Yoga and me
Yoga and mediation have been an important part of my life for many years. I learnt to meditate at 17 and started going to weekly yoga classes in my early twenties, to support me in my work as a litigation solicitor in London. In 2000 I qualified as a yoga teacher and I have been teaching yoga full time since then.
I believe I have developed a realistic and pragmatic approach to teaching and practicing yoga. The yoga postures I teach support functional movement in daily life and are taught in stages to be accessible to all. In all classes we work with the breath and practice yoga nidra deep relaxation and classical yoga mindfulness meditation techniques.
My own appreciation and practice of yoga continues to grow and develop all the time, through life experiences, practice and study. Yoga has supported me through some very stressful times in my life and through periods of ill health. As a result, I have developed a particular interest in how yoga can support us through challenging times, whether that be dealing with change, anxiety and stress, grief, insomnia, or challenges to health such as endometriosis, adenomyosis, cancer, arthritis or chronic back pain.
l trained, practiced and taught yoga for over 20 years within an Indian yoga tradition which has given me a really strong foundation in the aims and techniques of yoga and an awareness of the spiritual side to yoga. In recent years, however, I have come to question whether a guru-based tradition is easily transferable to our western culture and values. I no longer belong to a tradition but I still teach traditional hatha yoga, pranayama, meditation, mudra and bandhas, and yoga nidra. I teach practices that I believe are helpful to the people in front of me and are appropriate to their lives.
I enjoy exploring a scientific underpinning of the practice of yoga. I am interested in the plasticity of the brain, body mapping, and how through moving slowly with awareness we can become more comfortable and at ease in our bodies. I believe that through yoga we become better at reading the messages sent to us from our neuromuscular system and better at responding to them appropriately. I am fascinated by modern pain science and how this relatively new knowledge in the western world can be applied to our yoga practice for rehabilitation and recovery from illness and surgery. I have a particular interest in how yoga and meditation can support chronic pain and the effect of meditation on our interaction with others and the world around us.
In February 2019 I completed a one-year humanistic yoga course for teachers with Pete Blackaby.
In March 2019 I also attended the Neuro Orthopaedic Institute 2 day course “Explain Pain” to help support my understanding of the most recent pain research and apply it usefully and effectively in my yoga teaching and personal practice.

• [PROBLEM] Retype the passage of the yoga text from "My own appreciation" up to and including "chronic back pain.", keeping every word and mark unchanged.

• [INFORMATION SUPPLIED]
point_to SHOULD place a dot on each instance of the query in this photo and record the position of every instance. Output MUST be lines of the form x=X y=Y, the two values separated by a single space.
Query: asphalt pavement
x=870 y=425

• [RESPONSE BELOW]
My own appreciation and practice of yoga continues to grow and develop all the time, through life experiences, practice and study. Yoga has supported me through some very stressful times in my life and through periods of ill health. As a result, I have developed a particular interest in how yoga can support us through challenging times, whether that be dealing with change, anxiety and stress, grief, insomnia, or challenges to health such as endometriosis, adenomyosis, cancer, arthritis or chronic back pain.